◆ WHAT THE EXERCISE ASKS: Write out each record again exactly as it stands.

━━━━━━━━━━━━━━━━━━━━━━━━━━━━━━

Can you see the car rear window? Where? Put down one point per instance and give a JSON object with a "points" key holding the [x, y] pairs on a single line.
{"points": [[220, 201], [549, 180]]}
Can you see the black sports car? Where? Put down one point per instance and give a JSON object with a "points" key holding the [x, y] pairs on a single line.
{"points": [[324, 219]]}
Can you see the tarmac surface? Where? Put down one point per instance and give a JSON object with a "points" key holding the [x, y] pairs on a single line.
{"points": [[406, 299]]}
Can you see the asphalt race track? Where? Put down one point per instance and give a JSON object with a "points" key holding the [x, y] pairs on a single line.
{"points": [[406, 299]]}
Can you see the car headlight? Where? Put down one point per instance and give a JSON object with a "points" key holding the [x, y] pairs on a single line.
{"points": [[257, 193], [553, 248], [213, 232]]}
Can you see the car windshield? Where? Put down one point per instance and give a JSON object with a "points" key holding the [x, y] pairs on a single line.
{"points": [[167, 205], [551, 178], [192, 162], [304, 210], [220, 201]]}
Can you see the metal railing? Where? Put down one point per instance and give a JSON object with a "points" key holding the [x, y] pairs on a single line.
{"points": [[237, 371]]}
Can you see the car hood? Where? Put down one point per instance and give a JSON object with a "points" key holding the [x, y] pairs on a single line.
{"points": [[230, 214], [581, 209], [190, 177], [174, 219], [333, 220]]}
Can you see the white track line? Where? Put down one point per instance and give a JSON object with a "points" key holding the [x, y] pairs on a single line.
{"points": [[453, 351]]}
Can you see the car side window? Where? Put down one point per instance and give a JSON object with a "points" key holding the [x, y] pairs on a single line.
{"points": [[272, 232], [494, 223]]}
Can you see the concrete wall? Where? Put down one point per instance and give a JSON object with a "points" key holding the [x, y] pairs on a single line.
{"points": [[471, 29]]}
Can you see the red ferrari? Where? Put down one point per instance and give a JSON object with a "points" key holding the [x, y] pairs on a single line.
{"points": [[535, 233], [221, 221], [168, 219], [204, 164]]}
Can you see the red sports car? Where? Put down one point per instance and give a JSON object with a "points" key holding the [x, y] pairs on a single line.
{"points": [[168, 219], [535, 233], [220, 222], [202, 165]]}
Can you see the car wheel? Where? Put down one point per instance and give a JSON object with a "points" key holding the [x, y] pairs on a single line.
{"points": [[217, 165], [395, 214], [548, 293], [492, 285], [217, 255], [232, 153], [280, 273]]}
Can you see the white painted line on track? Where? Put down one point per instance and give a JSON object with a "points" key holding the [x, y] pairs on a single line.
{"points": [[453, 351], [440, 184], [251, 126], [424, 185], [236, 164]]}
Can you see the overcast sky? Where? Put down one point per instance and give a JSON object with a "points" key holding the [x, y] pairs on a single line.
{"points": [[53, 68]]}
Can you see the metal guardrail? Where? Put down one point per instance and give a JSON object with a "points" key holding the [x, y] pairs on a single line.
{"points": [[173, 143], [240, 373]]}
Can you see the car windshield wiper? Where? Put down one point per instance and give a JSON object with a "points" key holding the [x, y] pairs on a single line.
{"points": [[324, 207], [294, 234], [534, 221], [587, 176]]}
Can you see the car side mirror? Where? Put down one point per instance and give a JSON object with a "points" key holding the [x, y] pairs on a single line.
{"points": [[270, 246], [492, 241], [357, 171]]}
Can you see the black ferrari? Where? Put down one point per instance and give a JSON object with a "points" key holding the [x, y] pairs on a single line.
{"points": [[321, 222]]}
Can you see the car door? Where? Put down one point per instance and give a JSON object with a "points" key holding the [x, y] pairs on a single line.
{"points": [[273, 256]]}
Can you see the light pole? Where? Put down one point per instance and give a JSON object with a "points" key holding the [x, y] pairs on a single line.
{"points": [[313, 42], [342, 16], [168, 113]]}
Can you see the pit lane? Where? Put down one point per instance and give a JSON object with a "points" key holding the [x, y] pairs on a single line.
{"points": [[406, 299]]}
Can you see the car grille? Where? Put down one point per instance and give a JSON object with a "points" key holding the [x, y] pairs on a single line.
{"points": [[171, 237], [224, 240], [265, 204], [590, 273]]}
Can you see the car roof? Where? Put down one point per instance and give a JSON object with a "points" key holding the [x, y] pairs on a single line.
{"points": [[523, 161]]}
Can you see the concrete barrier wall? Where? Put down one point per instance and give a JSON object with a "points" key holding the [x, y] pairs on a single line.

━━━━━━━━━━━━━━━━━━━━━━━━━━━━━━

◆ EXERCISE RESPONSE:
Can you see the car rear window? Where? Put down one point per instance and give a JSON object with a "points" key holding the [x, y] pairs on a single line.
{"points": [[220, 201], [549, 180]]}
Can you see the black sports car? Where? Put down one point per instance and give a JSON object with a "points" key holding the [x, y] pairs on a single line.
{"points": [[324, 219]]}
Can you see the tarmac surface? Where? Put down one point per instance and give a JSON object with a "points" key holding the [x, y] pairs on a single line.
{"points": [[406, 299]]}
Can you see the asphalt race track? Where? Put down one point per instance and give a JSON object with a "points" key holding the [x, y] pairs on a single line.
{"points": [[406, 299]]}
Can you see the car headlight? Where? Put down one point per instance and give a JSON object with a "points" key holding the [x, y] pairs on a single line.
{"points": [[257, 193], [553, 248], [213, 232]]}
Can you see the car windshield? Where? Put down one point per instance and give a JSON object with a "points" key holding the [x, y] pairs on a single line.
{"points": [[167, 205], [551, 178], [192, 162], [304, 210], [220, 201]]}
Can you see the metal railing? Where? Put down one point per instance and give a JSON object with a "points" key holding the [x, y] pairs on a single line.
{"points": [[237, 371]]}
Can you see the car hood? Where? Put down one point per instance and give a JSON object with a "points" key holding the [x, y] pairs on a single line.
{"points": [[230, 214], [581, 209], [190, 177], [174, 219], [333, 220]]}
Can you see the white track line? Where? Put down one point per instance and give a JSON object with a "points" key holding the [x, y] pairs on a single line.
{"points": [[453, 351]]}
Can you see the car side window? Where? Put down one point per instance and give a JSON object with a "points" key holding the [x, y] pairs on a single line.
{"points": [[272, 232], [494, 223]]}
Can you see the concrete wall? Where? Put down one point per instance and give a JSON object with a "points" key holding the [x, y] pairs on a single line.
{"points": [[471, 29]]}
Can you see the red ferrari? Where? Put down one point per instance and give a JSON object with a "points" key holding the [x, y] pairs on a single line.
{"points": [[535, 233], [221, 221], [168, 219], [204, 164]]}
Can you see the red sports car? Where? Put down one point per instance and give a JSON object with a "points" key holding the [x, y] pairs on a single line.
{"points": [[168, 219], [535, 233], [220, 222], [202, 165]]}
Can you see the car wheel? Where? Put down one point per instance and give a JSON object with a "points" key holding the [x, y] pairs on a single line.
{"points": [[217, 165], [395, 214], [548, 293], [492, 285], [217, 255], [232, 153], [280, 273]]}
Can you see the white painted line on track? Where? Put down one point per instance and give a JSON object with a "points" key holding the [x, y] pairs on a single line.
{"points": [[453, 351], [440, 184], [251, 126], [424, 185], [236, 164]]}
Can you see the overcast sky? Where? Put down one point per instance and give a JSON object with a "points" key holding the [x, y] pairs on a single line.
{"points": [[53, 68]]}
Can you see the metal guardrail? Where? Put down one point per instance and give a JSON object with a "points" key holding the [x, y] pairs on a single line.
{"points": [[173, 143], [240, 373]]}
Can you see the car windshield wiper? Where? Put down one point per instance and give a JSON object with a "points" key holding the [x, y] pairs on a single line.
{"points": [[324, 207], [294, 234], [534, 221], [587, 176]]}
Can you see the car side mirror? Where? Put down one point per instance and give a JSON object with a "points" key holding the [x, y] pairs on a single line.
{"points": [[270, 246], [492, 241], [357, 171]]}
Can you see the black ferrari? Where? Put down one point per instance and give a JSON object with a "points" key holding the [x, y] pairs on a single line.
{"points": [[321, 222]]}
Can you see the car door? Where? Put down one point per instance and give a JSON object with a "points" key holding the [x, y] pairs on a single line.
{"points": [[273, 256]]}
Can you see the light pole? Where? Put down one point per instance and give a JSON object with a "points" key holding the [x, y] pairs on a single line.
{"points": [[313, 42], [342, 16], [168, 113]]}
Can you see the pit lane? Where? Put down one point per instance and give a JSON object with a "points" key holding the [x, y] pairs on a single line.
{"points": [[406, 299]]}
Can you see the car grille? Where? Put down one point per instance and give a JSON object with a "points" key holding the [x, y] pairs on a single line.
{"points": [[171, 237], [224, 240], [265, 204], [590, 273]]}
Can you see the car roof? Where? Put down one point per instance and give a JSON object with a "points" key holding the [x, y] pairs on a single line.
{"points": [[523, 161]]}
Can you see the concrete barrier wall? Where? Put down one point per instance and give a JSON object with a "points" key holding the [x, y] pairs on a single line.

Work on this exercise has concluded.